** Begin Input records **

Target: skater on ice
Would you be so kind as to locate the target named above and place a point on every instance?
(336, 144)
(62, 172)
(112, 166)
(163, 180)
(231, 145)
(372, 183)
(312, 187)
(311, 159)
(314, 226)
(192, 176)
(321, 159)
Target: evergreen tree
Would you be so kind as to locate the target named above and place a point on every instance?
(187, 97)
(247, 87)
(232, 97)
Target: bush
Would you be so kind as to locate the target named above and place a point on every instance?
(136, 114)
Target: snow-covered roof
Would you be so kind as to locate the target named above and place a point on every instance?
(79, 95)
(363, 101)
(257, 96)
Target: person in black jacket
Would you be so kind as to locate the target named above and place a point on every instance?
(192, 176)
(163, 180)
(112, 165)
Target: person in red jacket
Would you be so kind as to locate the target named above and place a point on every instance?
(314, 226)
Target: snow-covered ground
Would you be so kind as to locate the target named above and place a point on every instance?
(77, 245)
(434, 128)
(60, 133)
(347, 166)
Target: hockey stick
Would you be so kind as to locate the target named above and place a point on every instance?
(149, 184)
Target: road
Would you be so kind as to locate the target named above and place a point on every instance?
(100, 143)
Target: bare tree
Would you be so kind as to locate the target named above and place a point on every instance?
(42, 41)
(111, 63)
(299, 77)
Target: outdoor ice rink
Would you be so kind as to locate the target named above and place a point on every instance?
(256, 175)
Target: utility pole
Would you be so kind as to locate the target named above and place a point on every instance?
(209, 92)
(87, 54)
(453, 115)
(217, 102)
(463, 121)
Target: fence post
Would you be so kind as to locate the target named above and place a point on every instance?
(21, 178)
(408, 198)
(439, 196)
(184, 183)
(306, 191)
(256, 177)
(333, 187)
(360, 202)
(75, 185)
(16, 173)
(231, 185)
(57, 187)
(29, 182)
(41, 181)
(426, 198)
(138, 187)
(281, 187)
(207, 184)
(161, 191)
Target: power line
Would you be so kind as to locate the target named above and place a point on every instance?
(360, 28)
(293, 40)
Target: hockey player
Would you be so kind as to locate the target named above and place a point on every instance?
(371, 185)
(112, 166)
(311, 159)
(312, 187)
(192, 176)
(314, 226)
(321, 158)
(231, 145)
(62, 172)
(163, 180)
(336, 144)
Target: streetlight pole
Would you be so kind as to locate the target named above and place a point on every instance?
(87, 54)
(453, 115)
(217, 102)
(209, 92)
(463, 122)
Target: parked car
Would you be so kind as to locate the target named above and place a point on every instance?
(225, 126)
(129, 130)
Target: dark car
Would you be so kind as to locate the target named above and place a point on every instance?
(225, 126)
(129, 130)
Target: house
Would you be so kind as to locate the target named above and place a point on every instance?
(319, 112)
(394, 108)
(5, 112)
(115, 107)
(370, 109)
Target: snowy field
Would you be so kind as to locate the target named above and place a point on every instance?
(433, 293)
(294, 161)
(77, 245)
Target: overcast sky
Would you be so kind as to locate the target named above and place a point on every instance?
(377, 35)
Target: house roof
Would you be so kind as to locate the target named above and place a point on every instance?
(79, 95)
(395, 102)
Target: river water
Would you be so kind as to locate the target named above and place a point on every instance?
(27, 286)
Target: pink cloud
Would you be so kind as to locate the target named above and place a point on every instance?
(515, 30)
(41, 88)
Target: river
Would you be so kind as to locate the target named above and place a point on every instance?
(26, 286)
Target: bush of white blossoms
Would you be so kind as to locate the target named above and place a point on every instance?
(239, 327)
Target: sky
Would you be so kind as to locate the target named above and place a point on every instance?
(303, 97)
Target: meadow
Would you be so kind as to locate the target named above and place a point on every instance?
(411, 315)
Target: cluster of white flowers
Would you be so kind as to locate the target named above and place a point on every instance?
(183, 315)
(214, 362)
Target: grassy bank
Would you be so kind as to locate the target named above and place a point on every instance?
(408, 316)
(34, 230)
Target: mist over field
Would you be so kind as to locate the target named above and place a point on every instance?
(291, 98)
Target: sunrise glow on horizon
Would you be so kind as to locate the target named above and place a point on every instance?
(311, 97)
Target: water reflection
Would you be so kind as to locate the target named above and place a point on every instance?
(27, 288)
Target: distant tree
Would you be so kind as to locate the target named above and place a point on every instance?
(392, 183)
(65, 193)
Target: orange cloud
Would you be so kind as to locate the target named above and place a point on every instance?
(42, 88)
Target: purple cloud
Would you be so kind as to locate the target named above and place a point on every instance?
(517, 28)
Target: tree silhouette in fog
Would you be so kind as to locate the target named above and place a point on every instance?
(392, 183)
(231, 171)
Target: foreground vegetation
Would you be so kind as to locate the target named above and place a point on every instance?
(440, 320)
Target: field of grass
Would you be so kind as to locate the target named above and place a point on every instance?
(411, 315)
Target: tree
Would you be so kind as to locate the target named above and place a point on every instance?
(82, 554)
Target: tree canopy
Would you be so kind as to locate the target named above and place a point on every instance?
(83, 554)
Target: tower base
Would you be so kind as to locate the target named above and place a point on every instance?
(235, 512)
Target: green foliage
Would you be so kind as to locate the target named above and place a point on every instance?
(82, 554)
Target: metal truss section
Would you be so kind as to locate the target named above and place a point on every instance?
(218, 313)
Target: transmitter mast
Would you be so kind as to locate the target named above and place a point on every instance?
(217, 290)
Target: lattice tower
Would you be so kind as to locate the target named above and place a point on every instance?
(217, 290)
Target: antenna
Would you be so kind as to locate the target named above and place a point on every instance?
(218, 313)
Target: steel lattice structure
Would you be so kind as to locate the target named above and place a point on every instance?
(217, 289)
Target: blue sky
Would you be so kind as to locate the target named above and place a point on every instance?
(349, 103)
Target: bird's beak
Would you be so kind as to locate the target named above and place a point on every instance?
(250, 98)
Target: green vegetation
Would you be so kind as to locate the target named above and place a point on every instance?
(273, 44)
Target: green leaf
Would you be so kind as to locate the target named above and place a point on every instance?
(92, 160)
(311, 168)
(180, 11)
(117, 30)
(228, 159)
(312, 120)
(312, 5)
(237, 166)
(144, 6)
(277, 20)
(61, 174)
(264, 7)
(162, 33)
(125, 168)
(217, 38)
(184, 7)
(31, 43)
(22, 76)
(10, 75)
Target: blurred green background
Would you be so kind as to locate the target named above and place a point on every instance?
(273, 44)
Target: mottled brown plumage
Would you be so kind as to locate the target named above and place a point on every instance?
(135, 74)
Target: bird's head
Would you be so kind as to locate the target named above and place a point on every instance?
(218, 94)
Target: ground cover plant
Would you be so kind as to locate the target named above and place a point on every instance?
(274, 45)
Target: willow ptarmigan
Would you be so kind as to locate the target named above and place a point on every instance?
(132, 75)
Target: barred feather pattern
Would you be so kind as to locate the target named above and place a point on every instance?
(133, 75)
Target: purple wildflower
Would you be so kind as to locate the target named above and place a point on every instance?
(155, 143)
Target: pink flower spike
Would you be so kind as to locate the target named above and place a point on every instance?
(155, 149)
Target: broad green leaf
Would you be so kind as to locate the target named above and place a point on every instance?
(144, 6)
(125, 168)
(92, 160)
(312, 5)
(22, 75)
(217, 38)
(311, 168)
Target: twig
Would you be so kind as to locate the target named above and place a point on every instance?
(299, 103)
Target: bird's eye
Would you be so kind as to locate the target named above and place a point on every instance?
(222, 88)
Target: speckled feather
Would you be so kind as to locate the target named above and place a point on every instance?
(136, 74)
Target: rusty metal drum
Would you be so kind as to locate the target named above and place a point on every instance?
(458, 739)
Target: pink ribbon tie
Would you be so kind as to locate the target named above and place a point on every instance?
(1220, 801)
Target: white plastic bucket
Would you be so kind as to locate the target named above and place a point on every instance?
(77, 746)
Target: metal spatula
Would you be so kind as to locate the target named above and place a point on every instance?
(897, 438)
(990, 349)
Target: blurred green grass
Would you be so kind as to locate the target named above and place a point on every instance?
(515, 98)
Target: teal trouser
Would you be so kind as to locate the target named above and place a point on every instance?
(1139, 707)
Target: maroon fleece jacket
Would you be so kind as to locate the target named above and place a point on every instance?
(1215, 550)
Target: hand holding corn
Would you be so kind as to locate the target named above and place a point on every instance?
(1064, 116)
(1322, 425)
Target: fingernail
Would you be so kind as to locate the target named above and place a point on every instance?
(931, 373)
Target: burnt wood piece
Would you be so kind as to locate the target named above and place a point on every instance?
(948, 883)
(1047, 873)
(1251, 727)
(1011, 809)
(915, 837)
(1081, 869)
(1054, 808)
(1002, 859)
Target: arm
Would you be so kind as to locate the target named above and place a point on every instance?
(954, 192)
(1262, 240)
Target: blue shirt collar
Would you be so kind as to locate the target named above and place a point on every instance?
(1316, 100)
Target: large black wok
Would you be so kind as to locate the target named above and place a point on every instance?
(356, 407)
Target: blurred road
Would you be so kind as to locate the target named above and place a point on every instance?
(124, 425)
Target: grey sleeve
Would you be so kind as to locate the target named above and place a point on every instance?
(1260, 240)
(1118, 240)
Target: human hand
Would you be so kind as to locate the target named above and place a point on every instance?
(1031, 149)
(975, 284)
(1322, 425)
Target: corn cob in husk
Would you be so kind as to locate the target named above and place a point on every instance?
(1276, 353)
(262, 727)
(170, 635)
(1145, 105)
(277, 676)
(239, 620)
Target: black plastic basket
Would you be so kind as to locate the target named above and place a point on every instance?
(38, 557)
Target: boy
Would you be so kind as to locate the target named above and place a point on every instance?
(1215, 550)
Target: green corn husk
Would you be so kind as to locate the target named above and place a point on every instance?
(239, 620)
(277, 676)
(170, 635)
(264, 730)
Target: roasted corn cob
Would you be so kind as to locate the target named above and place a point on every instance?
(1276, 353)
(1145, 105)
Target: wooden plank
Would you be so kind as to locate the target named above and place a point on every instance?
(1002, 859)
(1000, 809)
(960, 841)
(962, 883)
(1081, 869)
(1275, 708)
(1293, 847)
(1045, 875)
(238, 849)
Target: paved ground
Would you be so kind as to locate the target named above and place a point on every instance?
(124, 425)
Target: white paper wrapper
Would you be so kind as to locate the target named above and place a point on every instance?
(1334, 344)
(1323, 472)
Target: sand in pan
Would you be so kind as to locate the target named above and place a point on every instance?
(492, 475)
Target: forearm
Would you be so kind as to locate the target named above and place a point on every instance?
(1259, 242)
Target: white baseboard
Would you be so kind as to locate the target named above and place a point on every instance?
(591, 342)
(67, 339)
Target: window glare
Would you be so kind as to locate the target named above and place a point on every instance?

** End Input records **

▶ [The problem]: Write out the rows without any change, from the line containing "Target: forearm" through the end of the rows.

▶ [Solution below]:
Target: forearm
Would you be so kind as to locate the target named above and place a point on every instance?
(1259, 242)
Target: white baseboard
Would you be so kind as to locate the target named above and place a point on every instance?
(591, 342)
(67, 339)
Target: window glare
Would you be so kind as to locate the target named above and place a point on every instance?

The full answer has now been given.